In the listing below, report every line that contains the string "plastic", copying each one in full.

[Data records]
## start

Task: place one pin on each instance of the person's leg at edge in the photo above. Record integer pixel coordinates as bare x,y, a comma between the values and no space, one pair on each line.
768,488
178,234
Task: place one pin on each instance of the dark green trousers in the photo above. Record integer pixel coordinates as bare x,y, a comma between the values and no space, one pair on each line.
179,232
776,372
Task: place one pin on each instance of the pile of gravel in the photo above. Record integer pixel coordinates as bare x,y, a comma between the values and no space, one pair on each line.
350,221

## end
## start

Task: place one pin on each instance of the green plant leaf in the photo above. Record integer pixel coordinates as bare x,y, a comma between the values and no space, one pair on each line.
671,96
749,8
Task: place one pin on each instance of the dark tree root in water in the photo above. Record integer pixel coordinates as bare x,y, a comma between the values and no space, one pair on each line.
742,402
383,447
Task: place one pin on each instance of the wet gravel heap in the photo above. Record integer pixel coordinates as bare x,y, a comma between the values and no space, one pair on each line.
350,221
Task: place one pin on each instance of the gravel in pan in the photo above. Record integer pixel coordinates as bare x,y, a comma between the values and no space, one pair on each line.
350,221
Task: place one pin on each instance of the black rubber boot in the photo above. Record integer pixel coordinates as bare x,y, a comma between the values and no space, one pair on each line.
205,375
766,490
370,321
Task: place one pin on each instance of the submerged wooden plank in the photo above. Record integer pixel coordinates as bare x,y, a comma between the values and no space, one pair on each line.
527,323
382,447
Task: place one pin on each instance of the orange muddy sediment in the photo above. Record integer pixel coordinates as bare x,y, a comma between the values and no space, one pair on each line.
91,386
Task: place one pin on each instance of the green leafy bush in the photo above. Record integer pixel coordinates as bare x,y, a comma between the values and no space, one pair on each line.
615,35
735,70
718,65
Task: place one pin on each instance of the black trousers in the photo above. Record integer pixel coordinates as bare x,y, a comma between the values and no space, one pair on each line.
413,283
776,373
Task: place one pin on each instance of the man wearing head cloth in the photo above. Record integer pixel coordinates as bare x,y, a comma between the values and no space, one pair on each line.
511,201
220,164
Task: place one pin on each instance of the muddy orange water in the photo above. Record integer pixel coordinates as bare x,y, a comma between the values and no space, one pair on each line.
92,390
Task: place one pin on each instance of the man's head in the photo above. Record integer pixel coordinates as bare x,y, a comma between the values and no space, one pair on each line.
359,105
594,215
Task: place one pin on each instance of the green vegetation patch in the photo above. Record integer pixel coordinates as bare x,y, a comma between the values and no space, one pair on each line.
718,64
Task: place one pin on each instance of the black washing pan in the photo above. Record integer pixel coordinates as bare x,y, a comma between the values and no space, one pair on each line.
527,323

## end
## start

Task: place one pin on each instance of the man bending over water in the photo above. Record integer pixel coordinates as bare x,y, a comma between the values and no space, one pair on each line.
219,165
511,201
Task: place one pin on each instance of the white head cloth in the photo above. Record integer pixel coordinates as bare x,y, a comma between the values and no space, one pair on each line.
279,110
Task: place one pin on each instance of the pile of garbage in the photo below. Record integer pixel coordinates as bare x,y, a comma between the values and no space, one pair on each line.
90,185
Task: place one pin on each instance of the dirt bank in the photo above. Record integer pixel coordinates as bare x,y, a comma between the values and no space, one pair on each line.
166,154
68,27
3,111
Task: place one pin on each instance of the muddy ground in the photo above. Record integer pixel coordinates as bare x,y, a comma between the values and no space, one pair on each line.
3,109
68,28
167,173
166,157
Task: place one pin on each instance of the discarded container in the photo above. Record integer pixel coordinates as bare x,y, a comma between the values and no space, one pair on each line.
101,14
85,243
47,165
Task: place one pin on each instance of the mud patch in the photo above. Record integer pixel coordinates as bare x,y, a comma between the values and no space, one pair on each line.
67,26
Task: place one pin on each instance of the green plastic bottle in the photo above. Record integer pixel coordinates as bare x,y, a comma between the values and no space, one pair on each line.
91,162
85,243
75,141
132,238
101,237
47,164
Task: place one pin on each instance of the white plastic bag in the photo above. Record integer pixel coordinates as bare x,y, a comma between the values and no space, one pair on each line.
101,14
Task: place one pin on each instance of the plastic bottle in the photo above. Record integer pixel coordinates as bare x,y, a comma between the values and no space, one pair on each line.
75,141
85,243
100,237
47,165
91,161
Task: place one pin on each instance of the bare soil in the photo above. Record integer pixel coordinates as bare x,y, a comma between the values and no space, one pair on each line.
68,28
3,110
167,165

## end

### Result of the exercise
Task: place one pin on each instance of the green plastic bottle in the photo above. Record integer pixel coordinates as bare x,y, a comma between the values and no space, one pair on each line.
Task: place one pin on each instance of the white plastic bag in the photo above. Record integer pixel coordinates as bare x,y, a comma between the values and no space, one pair on each line.
Task: place one pin on each instance of the plastic bottle in the photo above. Record integer pixel coordinates as bare x,y, a comma between the values and no space, one pair on each line.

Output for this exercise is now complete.